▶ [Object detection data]
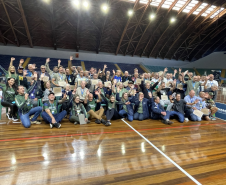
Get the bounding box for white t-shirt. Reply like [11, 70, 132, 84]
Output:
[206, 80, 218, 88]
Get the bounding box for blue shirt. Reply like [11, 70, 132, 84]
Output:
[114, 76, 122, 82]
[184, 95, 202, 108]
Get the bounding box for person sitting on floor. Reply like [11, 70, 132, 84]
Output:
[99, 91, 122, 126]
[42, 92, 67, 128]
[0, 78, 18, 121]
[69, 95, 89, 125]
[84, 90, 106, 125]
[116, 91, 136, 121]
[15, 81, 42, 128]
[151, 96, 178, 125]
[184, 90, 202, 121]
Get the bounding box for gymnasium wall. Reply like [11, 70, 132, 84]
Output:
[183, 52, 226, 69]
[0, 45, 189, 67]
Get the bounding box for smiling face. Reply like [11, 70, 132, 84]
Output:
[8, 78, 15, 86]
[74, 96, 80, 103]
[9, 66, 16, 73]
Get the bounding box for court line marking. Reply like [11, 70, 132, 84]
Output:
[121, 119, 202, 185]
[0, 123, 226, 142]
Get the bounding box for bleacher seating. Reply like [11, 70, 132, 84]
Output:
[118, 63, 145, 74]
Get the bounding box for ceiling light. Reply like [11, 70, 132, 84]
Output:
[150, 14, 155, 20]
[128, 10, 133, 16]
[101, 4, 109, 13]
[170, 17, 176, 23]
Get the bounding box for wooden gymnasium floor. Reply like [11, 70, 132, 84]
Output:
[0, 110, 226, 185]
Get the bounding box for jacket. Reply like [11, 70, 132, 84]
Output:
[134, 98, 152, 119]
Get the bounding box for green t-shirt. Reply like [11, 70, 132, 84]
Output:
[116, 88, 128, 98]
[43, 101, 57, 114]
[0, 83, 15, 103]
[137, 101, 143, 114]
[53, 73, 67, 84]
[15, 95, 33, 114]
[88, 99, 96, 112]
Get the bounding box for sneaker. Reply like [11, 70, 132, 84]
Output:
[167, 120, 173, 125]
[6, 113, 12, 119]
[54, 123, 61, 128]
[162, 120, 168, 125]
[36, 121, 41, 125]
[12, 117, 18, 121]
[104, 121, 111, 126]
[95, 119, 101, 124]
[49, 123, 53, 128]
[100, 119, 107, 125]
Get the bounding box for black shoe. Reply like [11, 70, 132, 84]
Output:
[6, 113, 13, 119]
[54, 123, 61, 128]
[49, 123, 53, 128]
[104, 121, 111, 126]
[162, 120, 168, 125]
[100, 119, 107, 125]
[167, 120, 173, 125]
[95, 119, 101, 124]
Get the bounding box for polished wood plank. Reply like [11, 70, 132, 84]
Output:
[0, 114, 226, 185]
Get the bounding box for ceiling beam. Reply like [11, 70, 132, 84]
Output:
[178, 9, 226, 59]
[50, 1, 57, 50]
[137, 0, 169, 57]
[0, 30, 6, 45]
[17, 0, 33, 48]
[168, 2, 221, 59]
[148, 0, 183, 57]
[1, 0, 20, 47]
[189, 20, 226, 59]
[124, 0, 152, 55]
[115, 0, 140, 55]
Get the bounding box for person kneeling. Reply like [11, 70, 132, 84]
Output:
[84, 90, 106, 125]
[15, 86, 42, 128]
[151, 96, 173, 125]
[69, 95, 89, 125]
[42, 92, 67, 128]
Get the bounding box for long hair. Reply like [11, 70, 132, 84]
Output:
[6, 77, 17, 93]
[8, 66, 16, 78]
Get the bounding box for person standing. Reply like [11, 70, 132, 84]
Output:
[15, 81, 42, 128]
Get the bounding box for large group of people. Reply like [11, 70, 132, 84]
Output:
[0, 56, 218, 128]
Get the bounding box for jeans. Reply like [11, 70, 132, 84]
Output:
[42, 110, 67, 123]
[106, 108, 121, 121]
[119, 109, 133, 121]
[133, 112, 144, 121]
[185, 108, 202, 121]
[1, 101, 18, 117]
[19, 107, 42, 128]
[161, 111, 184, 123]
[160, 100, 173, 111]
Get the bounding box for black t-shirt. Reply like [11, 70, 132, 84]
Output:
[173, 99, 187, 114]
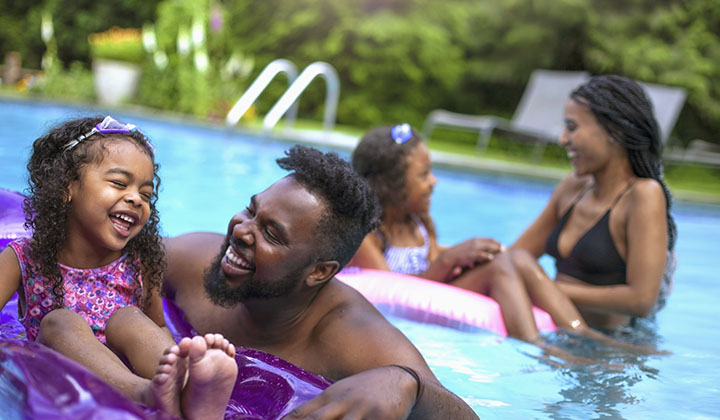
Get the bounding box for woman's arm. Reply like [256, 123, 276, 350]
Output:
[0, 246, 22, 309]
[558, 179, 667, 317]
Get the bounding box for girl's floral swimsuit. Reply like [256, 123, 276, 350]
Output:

▶ [Work to be completed] Reproduce every line of the material starting with the line containing "Get the bounding box for ceiling light." and continuing through the line containing "[88, 99, 96, 112]", requests included, offsetting each bounding-box coordinate in the answers by 20. Leave the requests and their sample boxes unchanged.

▶ [Result of this exercise]
Get the bounding box for ceiling light. Reply like [11, 70, 132, 84]
Output:
[170, 34, 175, 40]
[148, 30, 153, 36]
[121, 24, 129, 33]
[190, 37, 196, 43]
Get the bounding box for wooden gymnasium floor. Reply like [11, 70, 132, 84]
Output:
[20, 130, 246, 205]
Get the bounding box for jacket. Reply like [11, 70, 132, 84]
Output:
[154, 118, 172, 139]
Get the bounding box for green t-shirt. Reply like [11, 70, 132, 84]
Output:
[136, 108, 148, 118]
[63, 121, 77, 134]
[20, 103, 35, 123]
[157, 121, 163, 134]
[73, 93, 87, 104]
[35, 115, 53, 134]
[108, 119, 116, 132]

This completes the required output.